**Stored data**
------------------------------------------------------------

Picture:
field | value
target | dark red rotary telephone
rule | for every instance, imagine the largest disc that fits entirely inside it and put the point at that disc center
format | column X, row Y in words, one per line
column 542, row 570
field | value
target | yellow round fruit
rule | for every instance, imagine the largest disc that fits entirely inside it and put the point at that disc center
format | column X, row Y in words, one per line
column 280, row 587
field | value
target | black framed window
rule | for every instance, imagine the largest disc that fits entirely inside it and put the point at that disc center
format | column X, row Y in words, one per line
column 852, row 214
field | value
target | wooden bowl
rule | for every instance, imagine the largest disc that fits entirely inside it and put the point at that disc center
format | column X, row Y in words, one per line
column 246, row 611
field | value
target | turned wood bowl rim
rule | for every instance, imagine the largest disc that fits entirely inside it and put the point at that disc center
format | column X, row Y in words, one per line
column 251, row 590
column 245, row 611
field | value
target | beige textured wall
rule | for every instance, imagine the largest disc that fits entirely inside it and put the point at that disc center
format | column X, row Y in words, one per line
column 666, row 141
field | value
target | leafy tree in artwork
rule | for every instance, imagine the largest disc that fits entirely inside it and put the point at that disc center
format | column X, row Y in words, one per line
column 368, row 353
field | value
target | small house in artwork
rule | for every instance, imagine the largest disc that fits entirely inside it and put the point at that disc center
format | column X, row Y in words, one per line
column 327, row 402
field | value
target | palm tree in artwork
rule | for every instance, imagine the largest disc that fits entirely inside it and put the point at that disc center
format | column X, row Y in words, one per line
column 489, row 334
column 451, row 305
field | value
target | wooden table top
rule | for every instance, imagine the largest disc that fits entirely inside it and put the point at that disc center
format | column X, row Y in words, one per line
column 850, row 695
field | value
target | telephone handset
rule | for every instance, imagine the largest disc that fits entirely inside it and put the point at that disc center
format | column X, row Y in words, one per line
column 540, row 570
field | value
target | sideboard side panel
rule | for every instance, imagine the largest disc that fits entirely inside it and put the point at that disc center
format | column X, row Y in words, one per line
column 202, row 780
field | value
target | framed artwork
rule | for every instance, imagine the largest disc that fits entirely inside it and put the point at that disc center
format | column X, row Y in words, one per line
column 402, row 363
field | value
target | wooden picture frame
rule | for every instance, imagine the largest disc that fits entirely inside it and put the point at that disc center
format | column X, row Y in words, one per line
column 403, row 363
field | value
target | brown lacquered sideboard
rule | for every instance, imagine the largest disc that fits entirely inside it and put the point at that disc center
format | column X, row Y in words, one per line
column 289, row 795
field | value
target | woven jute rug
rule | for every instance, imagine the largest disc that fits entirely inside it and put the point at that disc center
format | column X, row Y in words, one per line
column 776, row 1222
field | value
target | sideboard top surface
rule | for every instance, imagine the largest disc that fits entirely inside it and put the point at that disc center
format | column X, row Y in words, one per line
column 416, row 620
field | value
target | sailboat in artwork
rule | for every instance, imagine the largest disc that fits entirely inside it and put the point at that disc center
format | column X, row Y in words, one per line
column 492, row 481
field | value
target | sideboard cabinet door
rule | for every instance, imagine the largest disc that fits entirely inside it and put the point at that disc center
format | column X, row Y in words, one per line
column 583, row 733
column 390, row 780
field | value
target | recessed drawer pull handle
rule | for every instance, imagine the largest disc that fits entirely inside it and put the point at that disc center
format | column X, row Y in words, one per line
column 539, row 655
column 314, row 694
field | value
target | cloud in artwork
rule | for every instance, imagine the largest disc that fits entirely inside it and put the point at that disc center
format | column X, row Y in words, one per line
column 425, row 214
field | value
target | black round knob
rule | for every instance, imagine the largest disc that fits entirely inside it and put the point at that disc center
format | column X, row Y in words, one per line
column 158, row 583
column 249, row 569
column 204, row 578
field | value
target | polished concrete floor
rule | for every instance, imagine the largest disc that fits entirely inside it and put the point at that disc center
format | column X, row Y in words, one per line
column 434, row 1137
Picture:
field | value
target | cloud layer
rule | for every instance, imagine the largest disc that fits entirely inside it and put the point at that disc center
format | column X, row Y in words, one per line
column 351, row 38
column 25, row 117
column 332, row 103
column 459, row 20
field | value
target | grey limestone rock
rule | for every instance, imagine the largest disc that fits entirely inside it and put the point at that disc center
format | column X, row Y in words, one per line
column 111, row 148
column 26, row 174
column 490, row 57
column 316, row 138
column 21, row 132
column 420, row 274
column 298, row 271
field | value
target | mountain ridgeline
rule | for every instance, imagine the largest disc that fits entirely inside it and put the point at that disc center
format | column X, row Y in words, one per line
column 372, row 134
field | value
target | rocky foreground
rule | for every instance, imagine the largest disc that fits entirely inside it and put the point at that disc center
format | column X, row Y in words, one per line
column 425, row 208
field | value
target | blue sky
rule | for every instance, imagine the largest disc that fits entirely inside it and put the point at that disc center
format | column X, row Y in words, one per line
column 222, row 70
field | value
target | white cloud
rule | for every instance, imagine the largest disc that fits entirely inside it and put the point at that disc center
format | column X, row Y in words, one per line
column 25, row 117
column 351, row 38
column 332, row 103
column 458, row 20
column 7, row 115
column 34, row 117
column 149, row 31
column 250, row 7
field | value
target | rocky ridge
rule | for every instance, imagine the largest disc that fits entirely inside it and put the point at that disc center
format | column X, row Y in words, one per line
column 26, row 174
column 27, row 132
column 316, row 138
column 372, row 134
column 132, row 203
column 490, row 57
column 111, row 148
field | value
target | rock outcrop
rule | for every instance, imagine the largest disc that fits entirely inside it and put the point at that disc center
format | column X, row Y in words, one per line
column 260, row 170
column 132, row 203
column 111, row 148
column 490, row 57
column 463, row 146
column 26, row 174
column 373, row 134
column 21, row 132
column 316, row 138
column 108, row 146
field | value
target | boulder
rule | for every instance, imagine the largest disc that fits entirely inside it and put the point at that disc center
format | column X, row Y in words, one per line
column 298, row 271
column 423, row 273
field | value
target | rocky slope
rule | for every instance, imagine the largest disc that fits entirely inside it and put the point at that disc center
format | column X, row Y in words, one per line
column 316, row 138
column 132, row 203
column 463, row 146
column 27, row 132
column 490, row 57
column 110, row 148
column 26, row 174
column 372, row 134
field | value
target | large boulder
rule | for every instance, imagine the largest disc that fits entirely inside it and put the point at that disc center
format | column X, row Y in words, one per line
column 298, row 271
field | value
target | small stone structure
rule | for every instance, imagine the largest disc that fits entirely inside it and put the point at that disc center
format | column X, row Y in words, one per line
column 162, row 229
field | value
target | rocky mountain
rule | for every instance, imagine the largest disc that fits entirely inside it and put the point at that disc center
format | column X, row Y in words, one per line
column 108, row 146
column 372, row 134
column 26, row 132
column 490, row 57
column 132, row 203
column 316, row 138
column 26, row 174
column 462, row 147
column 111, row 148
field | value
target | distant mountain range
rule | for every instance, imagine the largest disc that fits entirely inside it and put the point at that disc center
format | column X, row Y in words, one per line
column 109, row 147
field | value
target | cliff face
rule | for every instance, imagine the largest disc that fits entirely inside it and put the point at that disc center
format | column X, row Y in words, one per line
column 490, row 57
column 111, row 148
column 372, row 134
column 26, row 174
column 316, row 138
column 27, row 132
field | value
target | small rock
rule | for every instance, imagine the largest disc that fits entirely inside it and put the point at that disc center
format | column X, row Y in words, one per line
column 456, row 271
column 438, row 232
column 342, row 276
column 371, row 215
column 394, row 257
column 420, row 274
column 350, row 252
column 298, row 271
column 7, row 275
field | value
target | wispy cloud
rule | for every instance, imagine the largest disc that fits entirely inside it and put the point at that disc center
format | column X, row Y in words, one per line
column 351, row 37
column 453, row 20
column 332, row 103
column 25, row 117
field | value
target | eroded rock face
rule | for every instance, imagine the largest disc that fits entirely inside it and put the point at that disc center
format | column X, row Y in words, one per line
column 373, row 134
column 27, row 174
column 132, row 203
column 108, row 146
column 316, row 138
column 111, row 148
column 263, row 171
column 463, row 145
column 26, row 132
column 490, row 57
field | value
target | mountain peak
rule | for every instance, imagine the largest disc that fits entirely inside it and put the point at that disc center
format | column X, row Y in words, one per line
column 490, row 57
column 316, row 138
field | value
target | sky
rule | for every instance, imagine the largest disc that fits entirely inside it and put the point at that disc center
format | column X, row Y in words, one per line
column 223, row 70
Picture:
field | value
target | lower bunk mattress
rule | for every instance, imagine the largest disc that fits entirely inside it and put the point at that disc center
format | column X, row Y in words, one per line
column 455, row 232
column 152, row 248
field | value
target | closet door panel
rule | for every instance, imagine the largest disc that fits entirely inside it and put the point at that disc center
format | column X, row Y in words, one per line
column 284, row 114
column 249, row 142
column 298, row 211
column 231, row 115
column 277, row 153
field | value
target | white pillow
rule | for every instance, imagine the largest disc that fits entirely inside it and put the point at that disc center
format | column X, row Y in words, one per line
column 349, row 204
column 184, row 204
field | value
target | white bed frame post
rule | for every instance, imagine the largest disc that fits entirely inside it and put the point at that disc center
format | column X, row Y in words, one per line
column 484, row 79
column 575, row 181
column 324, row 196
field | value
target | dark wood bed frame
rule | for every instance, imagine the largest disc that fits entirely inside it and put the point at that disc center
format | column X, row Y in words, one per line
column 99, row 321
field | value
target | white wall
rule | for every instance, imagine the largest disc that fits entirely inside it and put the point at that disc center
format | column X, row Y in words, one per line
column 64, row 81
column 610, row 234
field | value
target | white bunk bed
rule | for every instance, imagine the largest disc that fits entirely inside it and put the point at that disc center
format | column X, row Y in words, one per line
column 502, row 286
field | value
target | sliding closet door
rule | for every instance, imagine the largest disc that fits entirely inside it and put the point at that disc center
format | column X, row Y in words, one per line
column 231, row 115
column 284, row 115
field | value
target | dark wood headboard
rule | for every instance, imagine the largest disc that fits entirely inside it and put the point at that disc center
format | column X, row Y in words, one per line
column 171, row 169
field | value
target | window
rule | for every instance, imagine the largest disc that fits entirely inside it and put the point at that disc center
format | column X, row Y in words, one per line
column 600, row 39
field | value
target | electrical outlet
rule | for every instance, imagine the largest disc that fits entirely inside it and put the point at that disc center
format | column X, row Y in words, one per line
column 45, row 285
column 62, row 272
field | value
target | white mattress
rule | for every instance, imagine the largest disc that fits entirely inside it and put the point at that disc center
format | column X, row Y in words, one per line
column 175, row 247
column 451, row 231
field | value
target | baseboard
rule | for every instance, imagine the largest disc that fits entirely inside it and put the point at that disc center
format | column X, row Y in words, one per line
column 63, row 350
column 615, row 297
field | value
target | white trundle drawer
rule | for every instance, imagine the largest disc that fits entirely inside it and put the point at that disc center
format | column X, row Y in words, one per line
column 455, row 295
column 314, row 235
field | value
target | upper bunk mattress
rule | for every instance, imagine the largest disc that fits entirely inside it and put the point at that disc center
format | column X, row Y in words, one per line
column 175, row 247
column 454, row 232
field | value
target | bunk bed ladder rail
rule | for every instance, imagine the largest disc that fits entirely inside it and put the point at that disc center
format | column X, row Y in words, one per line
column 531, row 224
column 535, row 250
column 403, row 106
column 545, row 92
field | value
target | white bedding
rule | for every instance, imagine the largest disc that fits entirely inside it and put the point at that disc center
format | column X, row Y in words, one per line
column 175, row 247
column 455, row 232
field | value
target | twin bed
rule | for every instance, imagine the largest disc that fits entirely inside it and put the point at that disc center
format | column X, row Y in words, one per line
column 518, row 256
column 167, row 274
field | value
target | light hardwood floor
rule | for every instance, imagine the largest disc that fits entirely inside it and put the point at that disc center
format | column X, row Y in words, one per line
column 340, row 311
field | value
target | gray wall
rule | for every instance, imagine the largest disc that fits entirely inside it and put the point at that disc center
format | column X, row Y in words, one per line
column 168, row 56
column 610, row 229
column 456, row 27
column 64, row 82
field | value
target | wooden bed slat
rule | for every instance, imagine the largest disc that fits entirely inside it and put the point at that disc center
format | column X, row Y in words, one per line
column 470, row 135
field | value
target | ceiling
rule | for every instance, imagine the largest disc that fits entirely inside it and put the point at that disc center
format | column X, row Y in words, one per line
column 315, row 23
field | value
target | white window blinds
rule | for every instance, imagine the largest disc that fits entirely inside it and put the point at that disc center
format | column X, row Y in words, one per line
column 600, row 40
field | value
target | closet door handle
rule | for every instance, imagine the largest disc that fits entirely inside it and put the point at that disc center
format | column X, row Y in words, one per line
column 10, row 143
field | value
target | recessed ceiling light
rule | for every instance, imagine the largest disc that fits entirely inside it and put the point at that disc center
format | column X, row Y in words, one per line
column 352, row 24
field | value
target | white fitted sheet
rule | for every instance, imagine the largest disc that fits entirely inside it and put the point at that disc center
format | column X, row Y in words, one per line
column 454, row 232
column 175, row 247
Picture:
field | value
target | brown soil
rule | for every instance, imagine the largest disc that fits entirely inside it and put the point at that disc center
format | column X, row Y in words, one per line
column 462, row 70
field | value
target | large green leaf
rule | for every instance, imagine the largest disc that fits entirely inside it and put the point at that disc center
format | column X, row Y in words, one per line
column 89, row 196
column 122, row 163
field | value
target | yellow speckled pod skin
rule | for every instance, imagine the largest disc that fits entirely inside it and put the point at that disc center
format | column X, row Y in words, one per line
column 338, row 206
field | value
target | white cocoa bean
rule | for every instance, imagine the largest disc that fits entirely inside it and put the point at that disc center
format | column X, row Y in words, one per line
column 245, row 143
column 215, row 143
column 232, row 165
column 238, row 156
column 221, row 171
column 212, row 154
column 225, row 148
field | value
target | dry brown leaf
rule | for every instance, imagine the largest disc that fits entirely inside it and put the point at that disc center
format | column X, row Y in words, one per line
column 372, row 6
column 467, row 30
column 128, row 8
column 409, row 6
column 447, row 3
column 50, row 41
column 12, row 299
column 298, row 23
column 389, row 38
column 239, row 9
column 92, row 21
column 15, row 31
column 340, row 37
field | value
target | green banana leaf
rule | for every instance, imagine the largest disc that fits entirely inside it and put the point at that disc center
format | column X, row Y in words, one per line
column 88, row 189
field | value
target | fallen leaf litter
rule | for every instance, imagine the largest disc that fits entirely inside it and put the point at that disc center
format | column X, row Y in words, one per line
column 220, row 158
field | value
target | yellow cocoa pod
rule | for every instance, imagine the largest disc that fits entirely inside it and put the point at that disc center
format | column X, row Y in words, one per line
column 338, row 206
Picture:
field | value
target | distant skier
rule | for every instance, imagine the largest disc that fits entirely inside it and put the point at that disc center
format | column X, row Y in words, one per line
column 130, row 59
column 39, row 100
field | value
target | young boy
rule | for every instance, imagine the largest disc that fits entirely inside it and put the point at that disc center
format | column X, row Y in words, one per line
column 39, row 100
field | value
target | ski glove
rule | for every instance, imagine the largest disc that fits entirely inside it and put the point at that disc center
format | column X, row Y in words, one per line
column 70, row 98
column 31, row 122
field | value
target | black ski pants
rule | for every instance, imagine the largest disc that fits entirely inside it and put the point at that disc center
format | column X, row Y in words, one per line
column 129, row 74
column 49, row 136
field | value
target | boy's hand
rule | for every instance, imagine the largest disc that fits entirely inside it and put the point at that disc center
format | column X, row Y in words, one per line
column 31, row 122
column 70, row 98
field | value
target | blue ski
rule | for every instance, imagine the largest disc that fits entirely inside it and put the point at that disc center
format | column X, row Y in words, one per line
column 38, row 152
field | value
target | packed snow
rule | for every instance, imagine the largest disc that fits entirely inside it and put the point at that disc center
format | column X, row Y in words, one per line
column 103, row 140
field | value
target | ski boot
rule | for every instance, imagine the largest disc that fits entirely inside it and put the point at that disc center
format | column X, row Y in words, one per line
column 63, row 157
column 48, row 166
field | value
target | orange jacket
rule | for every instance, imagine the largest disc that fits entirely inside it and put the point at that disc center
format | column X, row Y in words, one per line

------------------------------------------------------------

**WHAT YOU WILL DO**
Reproduce the stretch of entries from the very start through the line that contains "column 245, row 611", both ends included, with every line unchanged.

**WRITTEN SOLUTION**
Picture:
field | value
target | dark red rotary telephone
rule | for every instance, imagine the largest disc that fits entirely inside it and put the point at that disc center
format | column X, row Y in words, one per line
column 542, row 570
field | value
target | yellow round fruit
rule | for every instance, imagine the largest disc that fits entirely inside it and put the point at that disc center
format | column X, row Y in words, one per line
column 280, row 587
field | value
target | black framed window
rule | for every instance, imagine the largest disc that fits entirely inside it and put the point at that disc center
format | column X, row Y in words, one per line
column 852, row 214
field | value
target | wooden bowl
rule | for every instance, imagine the largest disc that fits entirely inside it and put the point at that disc center
format | column X, row Y in words, one per line
column 246, row 611
field | value
target | turned wood bowl rim
rule | for every instance, imagine the largest disc that fits entirely inside it and put the point at that disc center
format | column X, row Y in words, one per line
column 251, row 590
column 245, row 611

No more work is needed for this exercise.